[START OF Task data]
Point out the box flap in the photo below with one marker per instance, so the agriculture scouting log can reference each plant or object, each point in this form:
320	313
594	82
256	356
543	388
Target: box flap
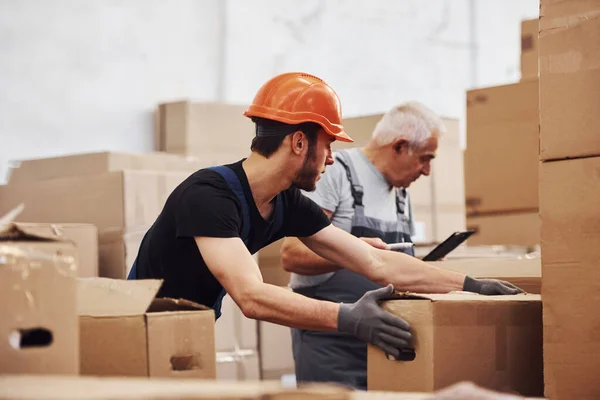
15	232
168	304
12	231
462	296
104	297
[END OF Task data]
Required task:
Copy all of the data above word for word, leaving out the pictures.

Answer to the exercise:
Point out the box flap in the photo below with one marker per instance, so the agriculture scouting log can reference each plant or object, each point in this form:
320	313
594	82
256	356
543	388
Target: box flap
15	232
168	304
12	231
462	296
104	297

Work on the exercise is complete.